──────── Text shown

Mohan Varughese worked hard for his prized Kawasaki motorcycle.

Mohan Varughese worked hard for his prized Kawasaki motorcycle.

The 23-year-old Bustleton native bought the shiny red Ninja with tips earned parking cars at a Center City restaurant. He got it last summer, just in time for his final year at Penn State Abington, where he was set to graduate Friday with a psychology degree.

Monday afternoon, someone else wanted it and killed him over it.

Varughese was visiting his girlfriend, a Temple University student, at a house on the 2200 Block of North Camac Street, a few blocks north of Temple. The couple was sitting on the steps in the sun. His bike was parked on the curb.

A man put a gun to his face, demanding the keys.

Varughese said, 'Don't do this,' according to police.

The gunman repeated his demands and the shot Varughese in the chest and cheek.

The killer didn't take the bike. He just shot Varughese for not moving quick enough and then ran away, said Homicide Capt. James Clark said.

"A cold-blooded killer," said Clark, who described the suspect as a black male in his early 20s, heavily tattooed, including a teardrop tattoo under his left eye.

Tuesday morning, grieving relatives and friends held a prayer vigil at the Varughese home, located on a quiet street off Welsh Road. Vaughese commuted to school and lived with his parents. Three religious candles burned on the sidewalk in front of his house, while the family, which is of Indian descent, held a prayer vigil inside. The family did not wish to speak to the media, said a relative.

Varughese's college buddies mourned a friend they described as outgoing and full of life. George Mejia, also a senior at Abington recalled softball games and fishing trips with Varughese, and the Halloween when Varughese styled his hair in a bowl cut and went as rapper Rick Ross.

Parking fancy cars as a valet motivated Varughese to save harder for his bike, Mejia said.

"That motorcycle was his pride and joy," he said.

Varughese was cautious about taking his motorcycle when visiting his girlfriend, his friends said.

During a visit late last year, his late model Honda Civic was stolen. His schoolbooks and papers were lost in that theft.

Varughese scored a perfect semester of straight A's in his final grading period, said his psychology thesis adviser, Michael Bernstein.

"He was especially motivated and enthusiastic, very prepared to be taking on the world," Bernstein said.

Varughese had recently landed a job working as a youth counselor and wanted to use his degree to help underprivileged kids, his teacher said.

For his thesis, Varughese wrote about "mortality salience," the study of how people deal with the eventuality of their own deaths.

He found that awareness of death can make people embrace life.

"Maybe thinking about dying at an early age could actually increase a person's mood and self-esteem," he wrote. "Thinking about how short life is might lead people to also think about the things that are really important."

On Tuesday afternoon, blood still spotted the Camac street cement where Varughese fell.

The small street is a mix of long-term residents and Temple students, who recently moved in.

────────────────
──────── Dataset rows

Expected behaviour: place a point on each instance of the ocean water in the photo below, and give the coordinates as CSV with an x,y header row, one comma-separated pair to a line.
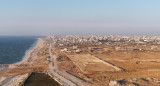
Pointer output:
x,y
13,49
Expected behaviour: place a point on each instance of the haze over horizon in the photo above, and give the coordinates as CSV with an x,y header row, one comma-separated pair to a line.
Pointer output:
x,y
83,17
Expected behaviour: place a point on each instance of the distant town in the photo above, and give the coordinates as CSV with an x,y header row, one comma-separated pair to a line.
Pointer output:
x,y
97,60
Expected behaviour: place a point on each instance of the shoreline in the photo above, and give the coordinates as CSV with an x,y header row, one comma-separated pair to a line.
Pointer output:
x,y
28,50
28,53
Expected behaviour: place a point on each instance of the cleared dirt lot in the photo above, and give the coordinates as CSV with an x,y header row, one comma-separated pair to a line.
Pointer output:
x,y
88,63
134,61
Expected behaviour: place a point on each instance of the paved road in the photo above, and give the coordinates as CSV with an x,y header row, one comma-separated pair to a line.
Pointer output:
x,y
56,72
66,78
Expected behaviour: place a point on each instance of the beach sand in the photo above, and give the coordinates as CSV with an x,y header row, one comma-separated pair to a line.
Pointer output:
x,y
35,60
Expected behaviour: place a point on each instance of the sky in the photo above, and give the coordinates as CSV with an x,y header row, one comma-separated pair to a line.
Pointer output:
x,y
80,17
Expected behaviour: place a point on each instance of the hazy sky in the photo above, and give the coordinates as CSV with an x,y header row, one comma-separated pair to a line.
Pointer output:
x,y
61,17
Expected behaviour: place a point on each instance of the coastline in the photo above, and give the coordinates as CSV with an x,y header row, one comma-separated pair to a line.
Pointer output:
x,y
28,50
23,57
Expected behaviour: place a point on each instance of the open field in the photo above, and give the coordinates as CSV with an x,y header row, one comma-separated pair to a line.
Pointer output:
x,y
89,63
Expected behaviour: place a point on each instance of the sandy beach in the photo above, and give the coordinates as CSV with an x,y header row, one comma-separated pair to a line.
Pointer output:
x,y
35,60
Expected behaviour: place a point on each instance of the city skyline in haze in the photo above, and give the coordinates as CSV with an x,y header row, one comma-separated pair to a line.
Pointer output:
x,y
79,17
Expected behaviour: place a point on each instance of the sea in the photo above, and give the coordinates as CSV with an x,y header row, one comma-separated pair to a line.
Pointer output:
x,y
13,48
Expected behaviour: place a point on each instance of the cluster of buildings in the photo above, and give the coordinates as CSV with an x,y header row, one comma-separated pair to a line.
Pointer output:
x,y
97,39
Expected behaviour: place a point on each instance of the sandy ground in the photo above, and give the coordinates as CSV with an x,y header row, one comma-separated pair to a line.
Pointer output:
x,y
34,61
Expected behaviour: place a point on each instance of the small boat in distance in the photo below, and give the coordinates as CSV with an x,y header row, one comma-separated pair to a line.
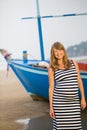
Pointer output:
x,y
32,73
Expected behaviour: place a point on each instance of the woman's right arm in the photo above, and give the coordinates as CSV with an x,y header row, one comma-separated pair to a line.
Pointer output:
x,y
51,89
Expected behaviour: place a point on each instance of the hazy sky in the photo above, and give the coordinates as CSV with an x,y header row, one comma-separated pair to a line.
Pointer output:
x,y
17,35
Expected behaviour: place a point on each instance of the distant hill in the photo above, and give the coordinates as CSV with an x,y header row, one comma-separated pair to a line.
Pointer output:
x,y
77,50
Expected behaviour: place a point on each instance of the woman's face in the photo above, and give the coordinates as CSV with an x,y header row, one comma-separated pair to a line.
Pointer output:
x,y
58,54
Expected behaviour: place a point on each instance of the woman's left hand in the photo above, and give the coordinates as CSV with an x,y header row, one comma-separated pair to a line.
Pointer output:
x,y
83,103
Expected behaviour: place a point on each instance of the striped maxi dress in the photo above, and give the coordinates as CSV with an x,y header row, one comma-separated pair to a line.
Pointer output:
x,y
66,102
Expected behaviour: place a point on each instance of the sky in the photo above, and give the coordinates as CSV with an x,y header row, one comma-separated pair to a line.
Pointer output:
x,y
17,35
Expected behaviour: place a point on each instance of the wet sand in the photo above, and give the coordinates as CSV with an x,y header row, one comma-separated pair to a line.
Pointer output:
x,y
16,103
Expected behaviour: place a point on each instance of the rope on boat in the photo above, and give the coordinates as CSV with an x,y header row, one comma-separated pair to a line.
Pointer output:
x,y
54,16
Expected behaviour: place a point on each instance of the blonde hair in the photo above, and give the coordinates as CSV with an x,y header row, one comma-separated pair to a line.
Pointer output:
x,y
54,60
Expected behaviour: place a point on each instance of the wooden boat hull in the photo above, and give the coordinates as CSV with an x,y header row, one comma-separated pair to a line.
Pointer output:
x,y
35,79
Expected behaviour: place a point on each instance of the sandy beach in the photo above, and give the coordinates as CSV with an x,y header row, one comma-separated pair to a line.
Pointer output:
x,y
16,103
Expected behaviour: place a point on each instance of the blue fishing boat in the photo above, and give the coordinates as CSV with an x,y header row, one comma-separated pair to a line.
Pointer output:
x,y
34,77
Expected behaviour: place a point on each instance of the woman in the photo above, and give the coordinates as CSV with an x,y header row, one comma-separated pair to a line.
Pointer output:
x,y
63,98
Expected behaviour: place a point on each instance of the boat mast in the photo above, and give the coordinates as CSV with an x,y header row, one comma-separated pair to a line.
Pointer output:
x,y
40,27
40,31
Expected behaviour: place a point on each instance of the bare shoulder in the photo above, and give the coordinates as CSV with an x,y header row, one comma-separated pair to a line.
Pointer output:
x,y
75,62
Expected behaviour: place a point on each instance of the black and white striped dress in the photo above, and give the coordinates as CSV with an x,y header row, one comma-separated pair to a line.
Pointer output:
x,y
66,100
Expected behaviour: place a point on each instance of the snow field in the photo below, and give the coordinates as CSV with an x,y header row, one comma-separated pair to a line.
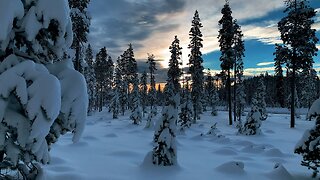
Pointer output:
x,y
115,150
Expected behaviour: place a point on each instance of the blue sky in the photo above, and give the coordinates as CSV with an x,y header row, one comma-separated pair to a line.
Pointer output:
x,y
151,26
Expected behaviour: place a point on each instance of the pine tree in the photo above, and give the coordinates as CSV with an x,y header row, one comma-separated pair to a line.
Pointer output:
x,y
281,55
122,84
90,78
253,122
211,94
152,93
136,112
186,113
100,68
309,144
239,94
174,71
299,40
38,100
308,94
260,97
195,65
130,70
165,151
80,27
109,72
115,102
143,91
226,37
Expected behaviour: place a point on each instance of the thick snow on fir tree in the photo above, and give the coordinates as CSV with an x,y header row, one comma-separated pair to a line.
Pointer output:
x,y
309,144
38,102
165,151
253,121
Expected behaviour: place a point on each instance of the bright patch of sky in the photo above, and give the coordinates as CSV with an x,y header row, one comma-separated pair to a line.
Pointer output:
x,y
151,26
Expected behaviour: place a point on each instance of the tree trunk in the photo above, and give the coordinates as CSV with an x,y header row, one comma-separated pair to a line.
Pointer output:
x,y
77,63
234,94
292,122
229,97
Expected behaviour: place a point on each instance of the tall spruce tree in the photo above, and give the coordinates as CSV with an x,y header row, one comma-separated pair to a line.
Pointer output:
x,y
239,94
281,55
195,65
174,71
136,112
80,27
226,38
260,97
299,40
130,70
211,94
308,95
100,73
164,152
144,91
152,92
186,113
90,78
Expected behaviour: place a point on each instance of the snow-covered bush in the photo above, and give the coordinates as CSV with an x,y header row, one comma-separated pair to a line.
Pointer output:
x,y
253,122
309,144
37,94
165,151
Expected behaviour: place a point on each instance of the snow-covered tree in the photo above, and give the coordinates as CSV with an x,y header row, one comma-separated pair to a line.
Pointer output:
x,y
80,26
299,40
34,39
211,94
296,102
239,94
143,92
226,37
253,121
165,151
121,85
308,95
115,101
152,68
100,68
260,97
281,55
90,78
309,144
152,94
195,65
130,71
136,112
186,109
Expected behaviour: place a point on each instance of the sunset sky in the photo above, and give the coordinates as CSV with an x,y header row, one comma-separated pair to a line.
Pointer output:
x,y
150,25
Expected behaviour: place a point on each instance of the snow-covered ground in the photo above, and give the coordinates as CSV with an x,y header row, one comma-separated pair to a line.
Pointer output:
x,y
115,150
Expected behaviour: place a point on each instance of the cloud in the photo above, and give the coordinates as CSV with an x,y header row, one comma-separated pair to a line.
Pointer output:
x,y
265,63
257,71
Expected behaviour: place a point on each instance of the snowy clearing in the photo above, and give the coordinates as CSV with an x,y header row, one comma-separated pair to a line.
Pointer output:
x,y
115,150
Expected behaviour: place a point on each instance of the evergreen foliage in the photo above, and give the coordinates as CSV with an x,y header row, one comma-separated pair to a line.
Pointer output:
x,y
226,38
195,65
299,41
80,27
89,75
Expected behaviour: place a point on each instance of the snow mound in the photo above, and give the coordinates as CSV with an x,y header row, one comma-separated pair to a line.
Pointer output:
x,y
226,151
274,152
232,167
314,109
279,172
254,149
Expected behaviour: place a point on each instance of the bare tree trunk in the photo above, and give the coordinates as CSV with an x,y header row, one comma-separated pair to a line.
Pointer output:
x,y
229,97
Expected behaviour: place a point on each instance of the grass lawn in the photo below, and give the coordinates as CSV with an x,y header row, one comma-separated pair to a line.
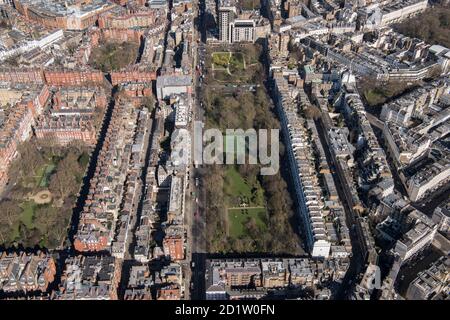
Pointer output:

────────────────

- [Directions]: Reproduce verbatim the passage of the news article on Mohan Varughese, starting with "Varughese was visiting" and going on through "according to police.".

- [Correct output]:
Varughese was visiting his girlfriend, a Temple University student, at a house on the 2200 Block of North Camac Street, a few blocks north of Temple. The couple was sitting on the steps in the sun. His bike was parked on the curb.

A man put a gun to his face, demanding the keys.

Varughese said, 'Don't do this,' according to police.